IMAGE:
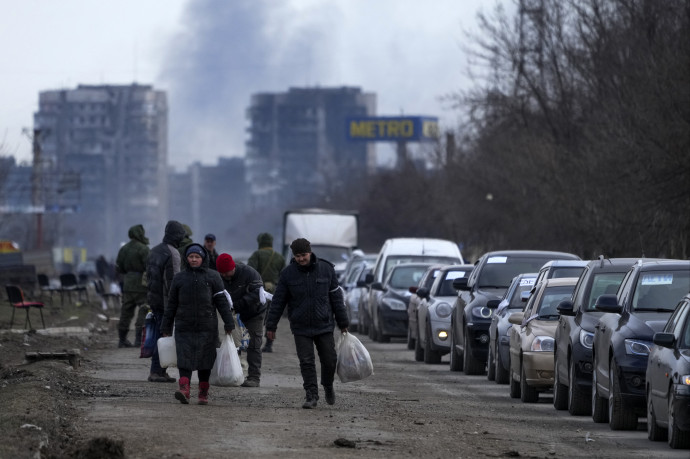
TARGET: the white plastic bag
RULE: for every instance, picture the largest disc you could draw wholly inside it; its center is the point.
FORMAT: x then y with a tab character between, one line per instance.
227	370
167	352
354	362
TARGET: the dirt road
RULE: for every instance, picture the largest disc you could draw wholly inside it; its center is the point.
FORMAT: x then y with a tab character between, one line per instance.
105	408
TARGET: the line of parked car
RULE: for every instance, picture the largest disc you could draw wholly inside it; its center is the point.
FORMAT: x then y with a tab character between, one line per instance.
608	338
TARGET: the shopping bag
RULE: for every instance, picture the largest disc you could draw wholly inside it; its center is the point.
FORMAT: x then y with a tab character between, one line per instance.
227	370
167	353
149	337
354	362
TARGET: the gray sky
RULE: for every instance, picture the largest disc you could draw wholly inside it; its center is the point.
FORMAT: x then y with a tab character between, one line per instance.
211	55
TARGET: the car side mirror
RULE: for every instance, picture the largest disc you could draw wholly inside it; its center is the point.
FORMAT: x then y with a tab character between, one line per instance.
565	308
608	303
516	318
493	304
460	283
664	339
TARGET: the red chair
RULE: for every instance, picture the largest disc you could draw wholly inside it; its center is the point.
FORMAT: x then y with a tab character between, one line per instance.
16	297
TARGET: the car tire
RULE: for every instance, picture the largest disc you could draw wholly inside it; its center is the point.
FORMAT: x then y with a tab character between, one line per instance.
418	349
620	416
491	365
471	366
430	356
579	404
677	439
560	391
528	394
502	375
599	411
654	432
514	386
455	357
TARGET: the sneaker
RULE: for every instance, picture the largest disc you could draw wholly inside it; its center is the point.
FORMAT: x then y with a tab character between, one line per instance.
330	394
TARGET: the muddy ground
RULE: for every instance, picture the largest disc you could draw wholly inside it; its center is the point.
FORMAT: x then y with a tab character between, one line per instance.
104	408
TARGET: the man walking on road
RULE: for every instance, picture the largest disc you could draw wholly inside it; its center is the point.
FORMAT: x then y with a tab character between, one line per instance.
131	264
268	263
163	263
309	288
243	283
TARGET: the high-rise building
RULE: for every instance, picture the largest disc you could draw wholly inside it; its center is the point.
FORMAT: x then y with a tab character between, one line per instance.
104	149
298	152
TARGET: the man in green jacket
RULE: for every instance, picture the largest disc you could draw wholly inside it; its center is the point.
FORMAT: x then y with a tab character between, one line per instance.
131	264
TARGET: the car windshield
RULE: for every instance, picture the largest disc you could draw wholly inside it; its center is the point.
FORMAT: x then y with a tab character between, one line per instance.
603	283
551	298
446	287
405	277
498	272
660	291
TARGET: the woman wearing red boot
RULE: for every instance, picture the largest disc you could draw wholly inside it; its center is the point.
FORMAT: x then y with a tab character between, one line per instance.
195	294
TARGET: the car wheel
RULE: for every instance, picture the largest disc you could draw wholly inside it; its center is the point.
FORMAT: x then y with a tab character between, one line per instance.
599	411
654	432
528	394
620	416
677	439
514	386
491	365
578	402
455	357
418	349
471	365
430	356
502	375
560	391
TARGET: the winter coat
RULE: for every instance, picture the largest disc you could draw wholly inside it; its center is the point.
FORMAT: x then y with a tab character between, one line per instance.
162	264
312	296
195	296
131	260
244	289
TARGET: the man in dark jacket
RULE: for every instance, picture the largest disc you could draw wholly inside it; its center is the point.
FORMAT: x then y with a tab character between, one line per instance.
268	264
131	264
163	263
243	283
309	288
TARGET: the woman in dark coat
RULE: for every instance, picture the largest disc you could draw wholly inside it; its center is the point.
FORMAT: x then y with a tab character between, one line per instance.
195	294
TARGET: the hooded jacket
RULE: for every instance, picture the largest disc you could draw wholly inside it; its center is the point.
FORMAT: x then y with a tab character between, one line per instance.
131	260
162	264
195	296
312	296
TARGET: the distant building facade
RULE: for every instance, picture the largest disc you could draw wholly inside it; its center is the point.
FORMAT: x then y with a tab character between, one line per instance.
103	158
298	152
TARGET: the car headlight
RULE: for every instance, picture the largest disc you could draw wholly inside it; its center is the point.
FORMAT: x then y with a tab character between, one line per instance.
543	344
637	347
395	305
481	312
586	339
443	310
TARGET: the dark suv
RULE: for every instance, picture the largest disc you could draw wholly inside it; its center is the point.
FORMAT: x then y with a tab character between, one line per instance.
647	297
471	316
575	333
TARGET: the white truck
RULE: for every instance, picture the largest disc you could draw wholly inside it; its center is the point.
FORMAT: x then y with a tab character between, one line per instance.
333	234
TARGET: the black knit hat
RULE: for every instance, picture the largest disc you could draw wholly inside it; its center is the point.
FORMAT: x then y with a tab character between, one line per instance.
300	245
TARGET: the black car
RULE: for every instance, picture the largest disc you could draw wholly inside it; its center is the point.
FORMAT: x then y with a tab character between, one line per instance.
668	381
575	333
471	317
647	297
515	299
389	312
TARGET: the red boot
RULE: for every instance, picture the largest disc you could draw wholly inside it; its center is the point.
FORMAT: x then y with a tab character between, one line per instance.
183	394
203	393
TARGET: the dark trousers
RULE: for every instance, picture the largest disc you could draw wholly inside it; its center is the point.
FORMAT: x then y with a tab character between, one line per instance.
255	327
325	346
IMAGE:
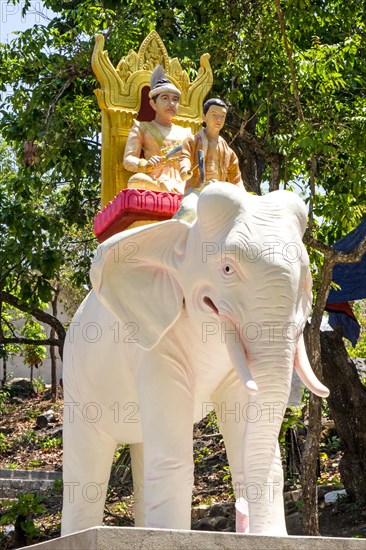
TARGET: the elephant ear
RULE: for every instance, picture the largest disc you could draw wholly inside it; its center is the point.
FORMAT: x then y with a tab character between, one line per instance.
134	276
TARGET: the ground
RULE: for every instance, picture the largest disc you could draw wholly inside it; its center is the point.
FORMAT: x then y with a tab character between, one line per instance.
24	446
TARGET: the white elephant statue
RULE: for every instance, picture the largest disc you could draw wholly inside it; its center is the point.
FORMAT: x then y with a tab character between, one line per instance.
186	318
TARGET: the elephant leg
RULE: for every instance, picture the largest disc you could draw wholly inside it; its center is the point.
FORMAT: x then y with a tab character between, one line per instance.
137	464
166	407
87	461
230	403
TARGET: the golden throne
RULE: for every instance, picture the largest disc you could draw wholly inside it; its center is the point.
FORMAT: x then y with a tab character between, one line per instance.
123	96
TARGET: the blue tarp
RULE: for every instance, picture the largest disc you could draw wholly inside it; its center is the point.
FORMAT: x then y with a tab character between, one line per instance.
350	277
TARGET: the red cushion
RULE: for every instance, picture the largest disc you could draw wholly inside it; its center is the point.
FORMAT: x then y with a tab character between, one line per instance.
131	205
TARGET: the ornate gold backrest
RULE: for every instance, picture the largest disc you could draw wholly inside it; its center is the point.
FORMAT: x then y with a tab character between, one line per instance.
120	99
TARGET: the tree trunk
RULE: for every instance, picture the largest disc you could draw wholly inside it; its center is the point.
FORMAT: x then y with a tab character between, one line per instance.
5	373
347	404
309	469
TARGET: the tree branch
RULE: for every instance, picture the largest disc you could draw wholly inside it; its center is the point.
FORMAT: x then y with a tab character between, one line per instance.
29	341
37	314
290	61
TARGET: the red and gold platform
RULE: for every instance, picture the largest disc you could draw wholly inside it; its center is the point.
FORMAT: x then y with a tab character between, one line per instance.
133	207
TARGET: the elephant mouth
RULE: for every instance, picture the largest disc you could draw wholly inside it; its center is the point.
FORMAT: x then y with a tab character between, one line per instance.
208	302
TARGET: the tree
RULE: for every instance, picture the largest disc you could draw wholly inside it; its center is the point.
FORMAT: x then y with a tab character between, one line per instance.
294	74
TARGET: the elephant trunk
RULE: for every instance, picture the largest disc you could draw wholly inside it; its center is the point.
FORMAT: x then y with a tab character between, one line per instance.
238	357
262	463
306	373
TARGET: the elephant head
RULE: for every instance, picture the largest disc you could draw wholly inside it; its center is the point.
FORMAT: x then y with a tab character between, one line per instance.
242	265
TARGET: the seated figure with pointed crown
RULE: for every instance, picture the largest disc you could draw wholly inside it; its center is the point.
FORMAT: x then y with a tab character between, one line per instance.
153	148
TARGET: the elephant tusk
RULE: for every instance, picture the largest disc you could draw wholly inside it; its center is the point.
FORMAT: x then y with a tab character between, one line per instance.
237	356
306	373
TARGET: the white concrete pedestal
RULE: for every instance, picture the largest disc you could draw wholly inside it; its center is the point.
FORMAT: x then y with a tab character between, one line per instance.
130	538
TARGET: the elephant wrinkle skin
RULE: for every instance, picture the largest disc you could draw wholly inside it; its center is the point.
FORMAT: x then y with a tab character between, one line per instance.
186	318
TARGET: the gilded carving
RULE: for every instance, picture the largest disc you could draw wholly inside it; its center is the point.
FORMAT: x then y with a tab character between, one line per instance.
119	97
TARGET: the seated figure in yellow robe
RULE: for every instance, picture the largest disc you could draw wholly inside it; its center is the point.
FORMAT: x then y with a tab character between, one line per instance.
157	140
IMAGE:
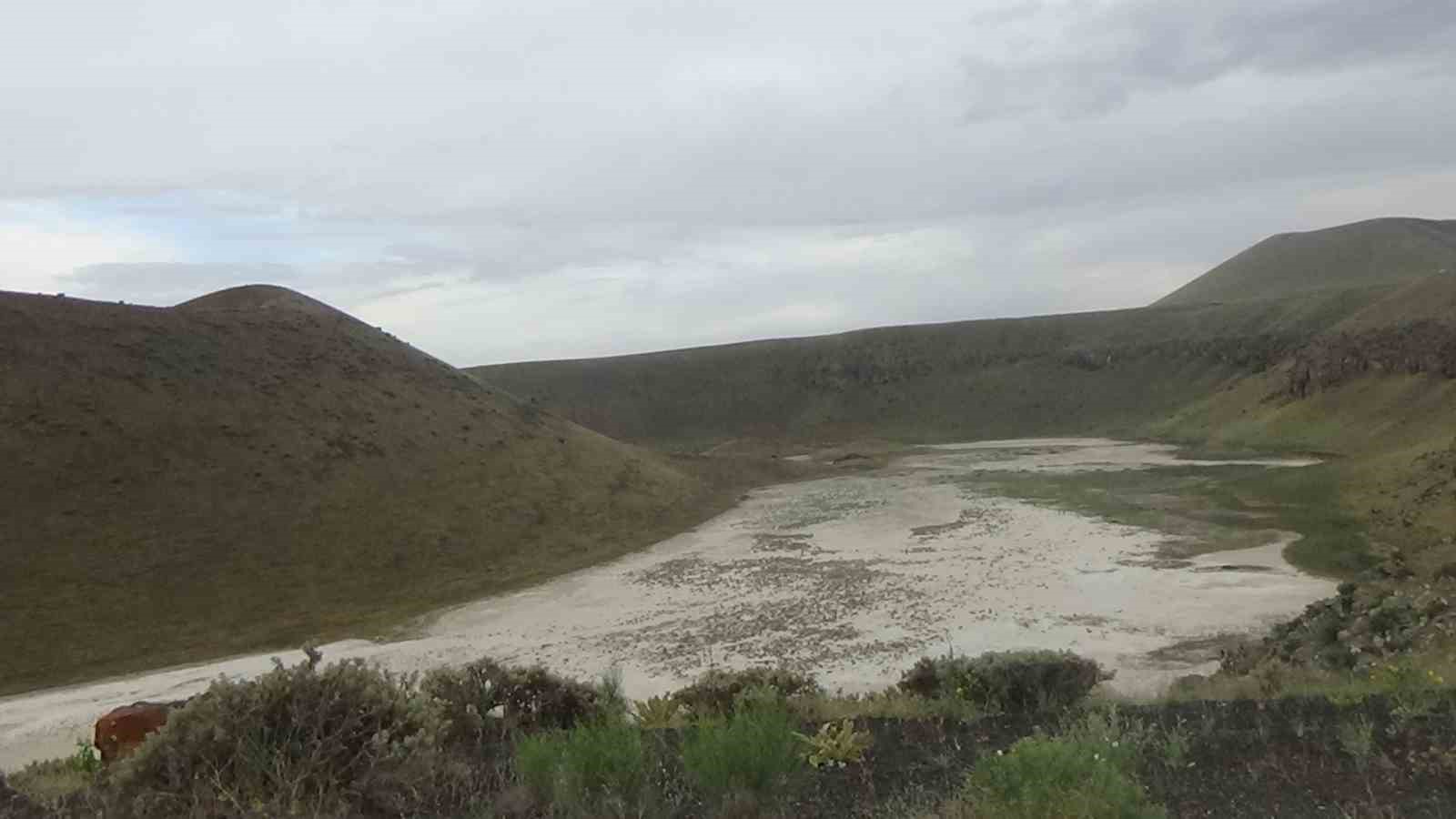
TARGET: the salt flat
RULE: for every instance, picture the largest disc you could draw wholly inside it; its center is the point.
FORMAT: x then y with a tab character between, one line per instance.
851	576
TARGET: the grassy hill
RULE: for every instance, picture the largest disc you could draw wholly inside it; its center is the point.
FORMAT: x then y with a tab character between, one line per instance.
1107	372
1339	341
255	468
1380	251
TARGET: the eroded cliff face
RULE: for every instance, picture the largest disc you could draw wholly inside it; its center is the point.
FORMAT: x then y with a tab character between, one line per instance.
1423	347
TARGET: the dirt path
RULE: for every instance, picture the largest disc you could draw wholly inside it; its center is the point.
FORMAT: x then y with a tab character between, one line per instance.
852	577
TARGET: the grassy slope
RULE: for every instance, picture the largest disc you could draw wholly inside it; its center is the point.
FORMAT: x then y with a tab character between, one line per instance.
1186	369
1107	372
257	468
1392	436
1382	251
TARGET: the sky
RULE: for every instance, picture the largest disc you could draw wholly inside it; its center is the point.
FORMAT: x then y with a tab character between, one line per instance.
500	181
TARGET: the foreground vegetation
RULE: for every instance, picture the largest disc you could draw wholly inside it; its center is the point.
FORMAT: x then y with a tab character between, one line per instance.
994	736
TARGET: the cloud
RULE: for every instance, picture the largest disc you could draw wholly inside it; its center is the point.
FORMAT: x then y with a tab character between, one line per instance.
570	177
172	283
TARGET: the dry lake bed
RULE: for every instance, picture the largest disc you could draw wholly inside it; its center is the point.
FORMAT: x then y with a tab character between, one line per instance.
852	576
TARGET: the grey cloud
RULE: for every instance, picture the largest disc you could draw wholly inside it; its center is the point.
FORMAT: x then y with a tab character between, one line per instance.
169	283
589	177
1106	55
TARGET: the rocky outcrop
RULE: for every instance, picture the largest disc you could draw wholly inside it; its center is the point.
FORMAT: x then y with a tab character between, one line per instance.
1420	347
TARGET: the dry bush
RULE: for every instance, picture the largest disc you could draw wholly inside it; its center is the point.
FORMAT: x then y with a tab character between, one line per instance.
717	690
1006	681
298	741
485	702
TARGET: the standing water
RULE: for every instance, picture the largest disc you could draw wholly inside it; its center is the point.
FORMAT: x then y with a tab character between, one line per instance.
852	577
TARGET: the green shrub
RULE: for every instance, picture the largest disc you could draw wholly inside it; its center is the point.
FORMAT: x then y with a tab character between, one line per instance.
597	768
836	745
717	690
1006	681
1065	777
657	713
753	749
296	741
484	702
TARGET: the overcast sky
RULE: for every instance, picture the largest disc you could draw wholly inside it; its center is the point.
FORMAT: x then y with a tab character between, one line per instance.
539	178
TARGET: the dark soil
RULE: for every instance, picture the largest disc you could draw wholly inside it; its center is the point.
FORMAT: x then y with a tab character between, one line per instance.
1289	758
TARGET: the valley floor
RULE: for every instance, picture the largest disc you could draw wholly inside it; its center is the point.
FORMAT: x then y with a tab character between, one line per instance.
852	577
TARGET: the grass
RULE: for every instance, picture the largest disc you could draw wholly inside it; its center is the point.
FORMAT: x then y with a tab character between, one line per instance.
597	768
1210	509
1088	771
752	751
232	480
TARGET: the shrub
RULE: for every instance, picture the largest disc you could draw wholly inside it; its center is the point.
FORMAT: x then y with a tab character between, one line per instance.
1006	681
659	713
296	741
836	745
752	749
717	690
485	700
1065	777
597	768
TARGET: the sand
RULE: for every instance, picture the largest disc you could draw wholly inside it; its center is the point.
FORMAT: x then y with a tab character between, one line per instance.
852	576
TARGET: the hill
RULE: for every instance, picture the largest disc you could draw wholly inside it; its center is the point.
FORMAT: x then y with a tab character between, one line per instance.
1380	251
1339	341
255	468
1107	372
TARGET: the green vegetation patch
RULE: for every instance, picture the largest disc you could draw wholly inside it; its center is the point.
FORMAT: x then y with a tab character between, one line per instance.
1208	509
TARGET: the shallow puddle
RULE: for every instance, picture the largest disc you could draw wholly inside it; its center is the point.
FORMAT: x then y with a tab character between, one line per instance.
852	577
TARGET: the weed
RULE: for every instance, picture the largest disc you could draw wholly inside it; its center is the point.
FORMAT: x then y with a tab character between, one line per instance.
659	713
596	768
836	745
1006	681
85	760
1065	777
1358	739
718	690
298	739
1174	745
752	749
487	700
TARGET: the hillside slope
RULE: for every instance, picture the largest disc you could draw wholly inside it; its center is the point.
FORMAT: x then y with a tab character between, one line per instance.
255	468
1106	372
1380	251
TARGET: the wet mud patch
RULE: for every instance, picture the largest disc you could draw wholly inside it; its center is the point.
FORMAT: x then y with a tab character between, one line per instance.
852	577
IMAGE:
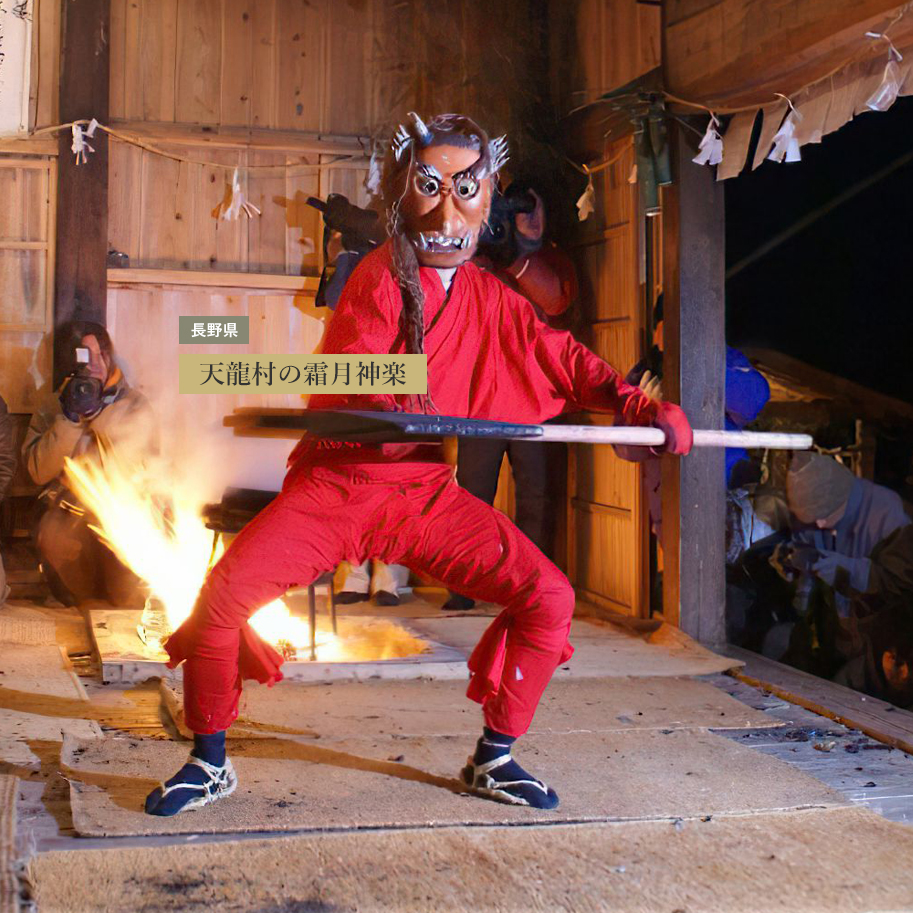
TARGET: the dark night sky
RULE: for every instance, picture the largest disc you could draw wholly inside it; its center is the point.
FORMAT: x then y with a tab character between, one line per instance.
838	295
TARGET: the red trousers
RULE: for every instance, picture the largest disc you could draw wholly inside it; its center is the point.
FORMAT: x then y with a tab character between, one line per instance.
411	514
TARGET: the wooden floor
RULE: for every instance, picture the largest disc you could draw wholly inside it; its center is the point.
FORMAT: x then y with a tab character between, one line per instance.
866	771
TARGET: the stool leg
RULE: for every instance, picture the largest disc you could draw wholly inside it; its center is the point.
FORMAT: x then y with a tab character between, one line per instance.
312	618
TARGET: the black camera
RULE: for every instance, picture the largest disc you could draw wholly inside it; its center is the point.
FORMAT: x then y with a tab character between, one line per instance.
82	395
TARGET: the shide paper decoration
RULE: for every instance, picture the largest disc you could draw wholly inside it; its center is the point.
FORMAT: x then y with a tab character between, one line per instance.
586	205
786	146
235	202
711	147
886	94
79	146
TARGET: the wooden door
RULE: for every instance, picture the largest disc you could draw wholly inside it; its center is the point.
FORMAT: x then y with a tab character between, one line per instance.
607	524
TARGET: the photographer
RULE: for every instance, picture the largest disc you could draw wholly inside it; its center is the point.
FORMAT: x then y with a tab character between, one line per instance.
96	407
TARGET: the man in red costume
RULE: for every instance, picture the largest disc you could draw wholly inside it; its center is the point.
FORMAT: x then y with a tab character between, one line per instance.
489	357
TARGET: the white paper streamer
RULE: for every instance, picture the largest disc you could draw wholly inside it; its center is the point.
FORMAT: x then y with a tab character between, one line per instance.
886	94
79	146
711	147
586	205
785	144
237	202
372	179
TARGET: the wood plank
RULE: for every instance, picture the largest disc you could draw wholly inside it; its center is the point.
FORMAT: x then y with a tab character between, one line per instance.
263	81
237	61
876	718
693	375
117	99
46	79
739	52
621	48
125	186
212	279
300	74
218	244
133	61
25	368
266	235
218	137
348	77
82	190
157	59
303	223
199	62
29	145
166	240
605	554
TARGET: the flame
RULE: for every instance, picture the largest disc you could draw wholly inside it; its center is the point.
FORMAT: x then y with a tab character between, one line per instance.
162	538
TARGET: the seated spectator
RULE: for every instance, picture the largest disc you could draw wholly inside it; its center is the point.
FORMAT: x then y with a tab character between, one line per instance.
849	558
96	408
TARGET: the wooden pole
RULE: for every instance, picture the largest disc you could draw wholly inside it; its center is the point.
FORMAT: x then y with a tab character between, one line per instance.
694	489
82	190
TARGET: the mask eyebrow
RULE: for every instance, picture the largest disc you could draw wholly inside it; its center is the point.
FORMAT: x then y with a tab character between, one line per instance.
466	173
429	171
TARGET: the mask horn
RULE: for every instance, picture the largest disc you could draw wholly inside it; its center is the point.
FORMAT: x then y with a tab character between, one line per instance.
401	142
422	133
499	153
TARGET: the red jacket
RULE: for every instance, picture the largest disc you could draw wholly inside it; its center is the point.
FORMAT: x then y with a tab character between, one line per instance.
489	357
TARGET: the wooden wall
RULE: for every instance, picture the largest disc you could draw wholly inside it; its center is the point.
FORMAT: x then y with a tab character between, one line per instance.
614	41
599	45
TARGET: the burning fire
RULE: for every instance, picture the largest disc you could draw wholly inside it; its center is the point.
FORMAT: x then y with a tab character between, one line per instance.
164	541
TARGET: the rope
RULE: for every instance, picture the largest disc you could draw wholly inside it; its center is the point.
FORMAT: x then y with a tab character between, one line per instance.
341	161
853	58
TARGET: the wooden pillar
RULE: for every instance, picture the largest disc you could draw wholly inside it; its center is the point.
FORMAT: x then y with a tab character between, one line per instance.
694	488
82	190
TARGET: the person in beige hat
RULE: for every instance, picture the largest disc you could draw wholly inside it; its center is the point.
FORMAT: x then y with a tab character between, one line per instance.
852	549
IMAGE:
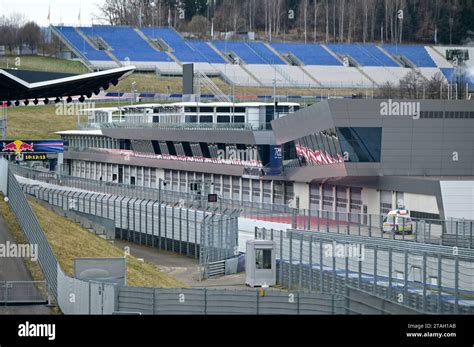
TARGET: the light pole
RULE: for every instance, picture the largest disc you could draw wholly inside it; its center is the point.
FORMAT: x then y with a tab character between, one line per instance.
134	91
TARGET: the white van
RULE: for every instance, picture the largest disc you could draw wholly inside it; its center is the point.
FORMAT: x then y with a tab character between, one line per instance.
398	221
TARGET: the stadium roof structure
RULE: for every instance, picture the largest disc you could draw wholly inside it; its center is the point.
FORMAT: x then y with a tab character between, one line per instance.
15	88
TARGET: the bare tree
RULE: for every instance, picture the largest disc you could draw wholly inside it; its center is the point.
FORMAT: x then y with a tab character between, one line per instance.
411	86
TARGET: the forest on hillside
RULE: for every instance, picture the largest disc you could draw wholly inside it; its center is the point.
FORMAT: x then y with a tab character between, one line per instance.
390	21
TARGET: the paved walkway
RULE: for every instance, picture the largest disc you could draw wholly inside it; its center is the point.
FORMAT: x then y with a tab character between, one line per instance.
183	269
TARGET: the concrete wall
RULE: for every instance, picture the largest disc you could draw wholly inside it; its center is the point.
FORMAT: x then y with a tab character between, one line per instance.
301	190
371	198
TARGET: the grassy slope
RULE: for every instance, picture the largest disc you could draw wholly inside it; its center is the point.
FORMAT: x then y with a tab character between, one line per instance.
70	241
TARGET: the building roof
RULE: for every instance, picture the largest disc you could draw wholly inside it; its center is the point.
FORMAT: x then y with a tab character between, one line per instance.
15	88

**What is being asked**
Starting with the line that contains "TARGET: the forest on hillside", write out each line through the end of the listing, exactly as it appears, and include nothing else.

**Exercise answer**
TARGET: the forest on hillside
RULE: for every instance, picture the largest disc you could draw wholly inside it; its center is the point.
FORMAT: x then y with a tab character between, one line per instance.
390	21
TARGET: the paved walkway
RULE: for every instance, picture the largest disc you could draw wholly inside it; its center is the point.
FORMAT: x then y with a tab character between, one line per instance.
183	269
TARGET: the concrete wall
RULE: for every instance, picture the largest disc you could draw wholly inside it; its center is the point.
FORMAT: x then y with a tab character between, one line per instance.
301	190
371	198
TARGET: the grassy slope
RULE: for every instance, picture the largest disc you could draw wholly inside it; its center is the point.
FORMAT: x then y with a tab character between, one line per instance.
70	241
TARGET: the building roof
RULE: for every instance, picture the largest disc you could draw wholly inside it; its center is the point.
FORMAT: x then y with a tab character between, one line per instance.
15	88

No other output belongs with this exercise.